Work order: Restate all the data word for word, leaving nothing out.

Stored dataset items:
********

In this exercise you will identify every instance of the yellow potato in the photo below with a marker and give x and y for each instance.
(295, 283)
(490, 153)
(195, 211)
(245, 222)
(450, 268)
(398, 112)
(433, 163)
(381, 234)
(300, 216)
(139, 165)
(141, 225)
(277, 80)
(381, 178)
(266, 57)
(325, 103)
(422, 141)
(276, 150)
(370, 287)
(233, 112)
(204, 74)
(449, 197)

********

Answer to this exercise:
In this exercise you will identify every instance of the yellow potato in the photo below with a marker and give x and y for each instance.
(295, 283)
(490, 153)
(195, 211)
(245, 222)
(450, 268)
(398, 112)
(433, 163)
(381, 234)
(300, 216)
(139, 165)
(141, 225)
(277, 80)
(381, 178)
(266, 57)
(325, 103)
(422, 141)
(276, 150)
(370, 287)
(233, 112)
(204, 74)
(449, 197)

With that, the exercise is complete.